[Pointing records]
::::::::::

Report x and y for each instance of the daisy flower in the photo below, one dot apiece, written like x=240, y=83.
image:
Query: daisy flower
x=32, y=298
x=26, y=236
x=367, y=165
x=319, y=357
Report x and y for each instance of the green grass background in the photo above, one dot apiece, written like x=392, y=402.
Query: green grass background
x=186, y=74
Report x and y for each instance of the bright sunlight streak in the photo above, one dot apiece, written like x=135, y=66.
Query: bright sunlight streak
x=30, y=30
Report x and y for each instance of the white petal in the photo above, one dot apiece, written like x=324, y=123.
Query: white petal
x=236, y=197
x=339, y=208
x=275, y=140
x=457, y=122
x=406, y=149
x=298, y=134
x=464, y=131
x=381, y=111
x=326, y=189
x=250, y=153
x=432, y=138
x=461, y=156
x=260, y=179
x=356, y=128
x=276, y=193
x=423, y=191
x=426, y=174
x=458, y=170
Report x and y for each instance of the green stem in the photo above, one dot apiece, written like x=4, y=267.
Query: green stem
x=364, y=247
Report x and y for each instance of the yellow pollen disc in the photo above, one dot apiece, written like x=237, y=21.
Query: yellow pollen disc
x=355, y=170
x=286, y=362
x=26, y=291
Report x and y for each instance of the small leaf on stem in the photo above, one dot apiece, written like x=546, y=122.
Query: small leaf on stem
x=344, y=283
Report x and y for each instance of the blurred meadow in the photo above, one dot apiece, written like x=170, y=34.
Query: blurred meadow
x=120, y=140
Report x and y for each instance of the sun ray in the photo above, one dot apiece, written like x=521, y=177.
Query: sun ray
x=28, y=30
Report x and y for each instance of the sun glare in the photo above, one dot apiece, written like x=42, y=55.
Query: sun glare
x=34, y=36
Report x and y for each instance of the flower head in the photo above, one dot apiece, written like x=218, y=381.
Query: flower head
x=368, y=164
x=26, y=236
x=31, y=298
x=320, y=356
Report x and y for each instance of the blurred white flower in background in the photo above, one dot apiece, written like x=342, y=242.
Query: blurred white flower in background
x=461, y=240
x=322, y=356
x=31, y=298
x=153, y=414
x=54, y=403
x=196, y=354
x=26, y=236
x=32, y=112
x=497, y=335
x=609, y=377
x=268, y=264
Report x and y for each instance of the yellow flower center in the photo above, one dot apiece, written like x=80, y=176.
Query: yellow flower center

::::::::::

The problem. Print all of the records above verbatim, line for line and in the same order.

Exercise solution.
Report x and y for each instance of the daisy flower in the photo below, one dot apiece, written like x=240, y=83.
image:
Query: daisy flower
x=32, y=298
x=26, y=236
x=367, y=165
x=319, y=357
Report x and y for each instance of the green grass background in the photo above, one dot apiece, written like x=392, y=402.
Query: green grass background
x=186, y=74
Report x and y for each instance of the bright sunlight streak in the photo above, one dot apiece, written like x=135, y=66.
Query: bright sunlight streak
x=30, y=30
Report x and y for each instance of the white petal in the photo above, one dot apiece, written like x=324, y=123.
Query: white petal
x=236, y=197
x=339, y=208
x=275, y=140
x=457, y=122
x=406, y=149
x=298, y=134
x=464, y=131
x=381, y=111
x=326, y=189
x=250, y=153
x=432, y=138
x=461, y=156
x=260, y=179
x=356, y=128
x=276, y=193
x=423, y=191
x=426, y=174
x=458, y=170
Report x and y for each instance of the green stem in the photo above, one dot apiece, written like x=4, y=267.
Query: green stem
x=364, y=247
Report x and y for each instance of the yellow pollen disc in the photo above, one dot apiece, written like x=237, y=21.
Query: yellow pollen disc
x=355, y=170
x=286, y=362
x=26, y=291
Report x and y for each instance of the small leaf on stem in the photo above, one dot apiece, written like x=546, y=122.
Query: small leaf on stem
x=344, y=283
Report x and y for each instance of the blurred meadow in the photo above, one dot apiece, written like x=170, y=34.
Query: blurred meadow
x=120, y=140
Report x and y for each instance of the sun ray in the photo above, one dot apiece, written like x=521, y=177.
Query: sun ray
x=28, y=30
Report x and y for each instance of the sun glare in the photo above, one dot apiece, written like x=42, y=55.
Query: sun glare
x=34, y=36
Report x and y for each instance of the flower head in the photo above, one dot apiece, written like x=218, y=381.
Query: flower head
x=368, y=164
x=26, y=236
x=31, y=298
x=320, y=356
Report x and y for each instance of the blurred white flower in background in the photo above, one dot apiece, written like x=342, y=242.
Query: blurred white flower in background
x=461, y=240
x=322, y=356
x=31, y=298
x=153, y=414
x=54, y=403
x=196, y=354
x=26, y=236
x=32, y=112
x=497, y=335
x=609, y=377
x=268, y=264
Report x and y for each instance of the yellow flower center in the photo above, one dot apiece, written like x=80, y=176.
Query: yellow flower center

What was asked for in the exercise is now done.